[Written task a]: Gather every line of the records that contains the string "wall", matching case exactly.

UFT Executive Board Report – 1/23/23 By Farrah Alexander
If you are a human being and living on this earth, you must have already figured out that there is very little you can accomplish COMPLETELY alone. That is not a jab at your abilities and strengths; you are lovely, amazing & capable of great things. 😊 That is just to say that we need each other, and we need others. As an educator, chapter leader, and union activist where would I be without the support of my colleagues, members & union siblings?
On my way to the Executive Board meeting on January 23, 2023, I noticed that on every available surface sat stacks of posters in varying degrees of distribution announcing the upcoming teach-in on January, as well as other pro-union sentiments. I personally love when WE, as a union get to flex our organizing & mobilizing muscles to the masses. At the marches, the campaigns, the parades, the meetings, the trainings et. al. I feel that #unionstrong #unionproud power.
The poster that stuck out to me from those stacks, the one that I kept returning to in my mind’s eye during this meeting is the one you see above, “I AM THE UNION.” I am the union, but I am not the union alone. WE are the union, and we do the work, together.

[Records for this task]:

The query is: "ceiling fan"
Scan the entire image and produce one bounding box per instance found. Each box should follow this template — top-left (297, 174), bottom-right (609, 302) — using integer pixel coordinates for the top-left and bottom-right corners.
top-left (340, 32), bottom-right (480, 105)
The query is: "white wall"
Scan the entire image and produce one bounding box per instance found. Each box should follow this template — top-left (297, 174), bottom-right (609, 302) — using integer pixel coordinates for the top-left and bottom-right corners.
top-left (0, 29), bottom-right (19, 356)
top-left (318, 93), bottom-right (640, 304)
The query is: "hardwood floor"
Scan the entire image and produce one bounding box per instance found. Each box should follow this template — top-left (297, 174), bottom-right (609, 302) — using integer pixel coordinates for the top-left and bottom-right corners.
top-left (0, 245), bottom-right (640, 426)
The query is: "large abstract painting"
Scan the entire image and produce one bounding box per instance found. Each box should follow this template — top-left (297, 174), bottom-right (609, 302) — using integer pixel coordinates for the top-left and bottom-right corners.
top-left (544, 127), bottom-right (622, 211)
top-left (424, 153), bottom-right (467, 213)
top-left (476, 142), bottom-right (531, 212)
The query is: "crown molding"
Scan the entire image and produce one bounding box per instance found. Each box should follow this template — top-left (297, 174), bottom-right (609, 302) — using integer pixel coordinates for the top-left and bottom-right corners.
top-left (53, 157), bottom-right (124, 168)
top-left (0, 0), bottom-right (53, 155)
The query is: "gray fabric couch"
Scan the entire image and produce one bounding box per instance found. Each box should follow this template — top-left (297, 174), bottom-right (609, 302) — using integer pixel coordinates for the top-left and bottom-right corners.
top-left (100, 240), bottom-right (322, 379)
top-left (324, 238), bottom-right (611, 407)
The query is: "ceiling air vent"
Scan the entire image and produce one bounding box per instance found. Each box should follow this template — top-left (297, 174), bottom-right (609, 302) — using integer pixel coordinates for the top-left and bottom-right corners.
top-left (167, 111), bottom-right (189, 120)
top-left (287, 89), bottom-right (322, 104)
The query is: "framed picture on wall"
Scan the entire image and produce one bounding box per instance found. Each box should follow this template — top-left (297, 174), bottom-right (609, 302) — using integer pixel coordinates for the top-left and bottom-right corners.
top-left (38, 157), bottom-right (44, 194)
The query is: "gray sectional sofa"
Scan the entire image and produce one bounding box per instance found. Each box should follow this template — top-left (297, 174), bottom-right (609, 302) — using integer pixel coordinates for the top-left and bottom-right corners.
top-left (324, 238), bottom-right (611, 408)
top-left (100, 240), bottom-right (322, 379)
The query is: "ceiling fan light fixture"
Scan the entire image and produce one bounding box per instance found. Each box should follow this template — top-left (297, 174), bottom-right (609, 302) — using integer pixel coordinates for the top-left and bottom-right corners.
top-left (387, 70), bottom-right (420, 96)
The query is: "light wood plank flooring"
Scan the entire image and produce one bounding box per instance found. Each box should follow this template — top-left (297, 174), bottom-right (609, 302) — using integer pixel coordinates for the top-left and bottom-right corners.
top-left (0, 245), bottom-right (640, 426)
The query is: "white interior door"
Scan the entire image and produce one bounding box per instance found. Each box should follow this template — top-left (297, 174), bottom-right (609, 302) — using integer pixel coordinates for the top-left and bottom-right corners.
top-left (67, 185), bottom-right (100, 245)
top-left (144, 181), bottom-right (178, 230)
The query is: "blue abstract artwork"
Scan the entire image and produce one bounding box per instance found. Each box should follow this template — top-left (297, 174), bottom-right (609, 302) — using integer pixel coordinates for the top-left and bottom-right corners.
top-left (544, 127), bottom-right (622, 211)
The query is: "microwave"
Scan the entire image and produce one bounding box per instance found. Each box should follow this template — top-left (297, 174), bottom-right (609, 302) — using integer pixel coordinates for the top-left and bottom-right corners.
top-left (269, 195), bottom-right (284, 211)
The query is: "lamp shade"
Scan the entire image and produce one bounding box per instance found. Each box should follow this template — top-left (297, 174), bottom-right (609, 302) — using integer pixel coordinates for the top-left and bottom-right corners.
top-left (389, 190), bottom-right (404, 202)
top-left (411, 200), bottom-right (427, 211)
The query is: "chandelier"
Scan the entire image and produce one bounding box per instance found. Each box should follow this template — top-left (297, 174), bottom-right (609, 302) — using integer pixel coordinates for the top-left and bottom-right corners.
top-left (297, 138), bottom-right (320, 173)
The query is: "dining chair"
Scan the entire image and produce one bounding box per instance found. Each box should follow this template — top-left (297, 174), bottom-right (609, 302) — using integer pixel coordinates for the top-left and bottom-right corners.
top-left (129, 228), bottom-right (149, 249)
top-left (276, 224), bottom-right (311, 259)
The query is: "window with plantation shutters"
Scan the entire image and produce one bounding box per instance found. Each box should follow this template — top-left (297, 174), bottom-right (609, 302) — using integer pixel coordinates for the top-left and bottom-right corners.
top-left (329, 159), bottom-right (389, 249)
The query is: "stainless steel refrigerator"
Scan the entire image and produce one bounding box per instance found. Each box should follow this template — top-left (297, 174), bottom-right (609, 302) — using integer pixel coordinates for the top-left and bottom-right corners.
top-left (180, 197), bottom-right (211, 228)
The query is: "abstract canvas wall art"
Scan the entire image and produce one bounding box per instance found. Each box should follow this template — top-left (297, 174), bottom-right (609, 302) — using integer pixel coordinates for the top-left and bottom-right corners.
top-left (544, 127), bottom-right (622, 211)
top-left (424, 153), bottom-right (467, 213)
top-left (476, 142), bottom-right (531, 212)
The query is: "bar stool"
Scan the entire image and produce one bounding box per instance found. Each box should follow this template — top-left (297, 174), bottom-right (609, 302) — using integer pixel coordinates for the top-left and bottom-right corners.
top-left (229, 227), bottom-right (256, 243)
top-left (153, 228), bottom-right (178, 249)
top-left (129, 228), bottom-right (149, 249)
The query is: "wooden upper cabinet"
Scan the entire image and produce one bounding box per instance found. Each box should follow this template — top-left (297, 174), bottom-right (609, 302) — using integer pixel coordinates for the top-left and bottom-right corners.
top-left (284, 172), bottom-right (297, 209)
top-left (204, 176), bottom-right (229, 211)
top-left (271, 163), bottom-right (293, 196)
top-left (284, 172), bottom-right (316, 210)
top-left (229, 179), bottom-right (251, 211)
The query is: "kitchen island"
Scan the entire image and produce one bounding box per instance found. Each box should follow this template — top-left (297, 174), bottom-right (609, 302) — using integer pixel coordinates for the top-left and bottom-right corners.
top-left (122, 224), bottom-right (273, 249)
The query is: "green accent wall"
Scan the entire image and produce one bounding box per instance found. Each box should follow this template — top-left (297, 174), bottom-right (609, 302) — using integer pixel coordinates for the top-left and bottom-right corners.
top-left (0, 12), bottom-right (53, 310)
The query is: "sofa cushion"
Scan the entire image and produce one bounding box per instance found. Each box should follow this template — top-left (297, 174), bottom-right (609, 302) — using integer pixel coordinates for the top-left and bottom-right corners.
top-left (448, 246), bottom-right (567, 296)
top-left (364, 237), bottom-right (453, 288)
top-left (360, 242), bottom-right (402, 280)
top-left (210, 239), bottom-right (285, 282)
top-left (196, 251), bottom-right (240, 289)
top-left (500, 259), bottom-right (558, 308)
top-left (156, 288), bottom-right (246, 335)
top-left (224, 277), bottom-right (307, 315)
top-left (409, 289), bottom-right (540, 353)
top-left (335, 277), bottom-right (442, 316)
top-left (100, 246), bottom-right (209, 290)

[Written task b]: In the Executive Board report, list each occasion named in the sentence that begins "At the marches," where the writer says they feel union power.

[Problem solution a]:
The query is: "white wall"
The query is: "framed picture on wall"
The query is: "abstract canvas wall art"
The query is: "green accent wall"

[Problem solution b]:
- the marches
- the campaigns
- the parades
- the meetings
- the trainings